_To do_. Convert the entries below into a JSON list of strings, one string per line, with blank lines omitted. Include every line of text from the entries, but leave the pictures out.

_Source material_.
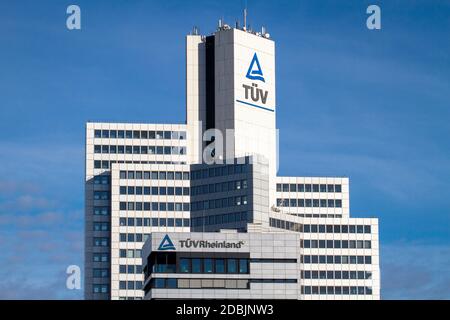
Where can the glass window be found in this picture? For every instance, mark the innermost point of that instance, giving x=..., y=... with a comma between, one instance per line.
x=208, y=265
x=196, y=265
x=185, y=266
x=231, y=265
x=171, y=283
x=243, y=265
x=220, y=265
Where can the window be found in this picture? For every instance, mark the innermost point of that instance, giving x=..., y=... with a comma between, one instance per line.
x=232, y=265
x=243, y=265
x=208, y=265
x=196, y=265
x=185, y=266
x=220, y=265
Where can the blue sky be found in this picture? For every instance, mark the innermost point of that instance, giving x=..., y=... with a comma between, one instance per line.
x=371, y=105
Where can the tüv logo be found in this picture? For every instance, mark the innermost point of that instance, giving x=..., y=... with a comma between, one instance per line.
x=254, y=71
x=166, y=244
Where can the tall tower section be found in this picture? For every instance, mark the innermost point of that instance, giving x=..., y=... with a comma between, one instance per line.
x=231, y=87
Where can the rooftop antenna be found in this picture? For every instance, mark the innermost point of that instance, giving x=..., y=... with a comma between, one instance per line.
x=245, y=17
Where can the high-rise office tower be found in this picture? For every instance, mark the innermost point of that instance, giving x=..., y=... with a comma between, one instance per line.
x=155, y=182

_Solution to this task_.
[
  "Where can the glass window be found in this picture? For every instance, mark the innermost point of that instance, giving x=..., y=... with a comma between, one instance per line.",
  "x=208, y=265",
  "x=196, y=265",
  "x=185, y=266",
  "x=231, y=265",
  "x=171, y=283",
  "x=243, y=265",
  "x=220, y=265",
  "Where can the window be found in this picture? For every instance, mark the innermost point of that instance, giving x=..., y=... with a comma between, one instance per line.",
  "x=232, y=265",
  "x=243, y=265",
  "x=208, y=265",
  "x=196, y=265",
  "x=185, y=266",
  "x=220, y=265",
  "Where can the blue sky be found in this picture? For every instance, mark the innermost point of that instance, giving x=..., y=... with a comma between, one instance per line.",
  "x=371, y=105",
  "Where can the tüv logo be found in this picture? For every instance, mark the innermost point of that instance, giving x=..., y=... with a comma between, one instance per line.",
  "x=254, y=71",
  "x=166, y=244",
  "Where can the tall tower section be found in this picture? For every instance, mark the innermost point of that instance, giving x=..., y=... with a comma between, one instance per line.",
  "x=231, y=87",
  "Where can the rooftop antenna be found in this picture? For every instance, mark the innermost point of that instance, giving x=..., y=... with a comma between, one instance per line.",
  "x=245, y=17",
  "Where can the high-rise office tower be found in this picture? For every instance, mark the innermost point of that instance, giving x=..., y=... with a comma between, one instance per line.",
  "x=155, y=182"
]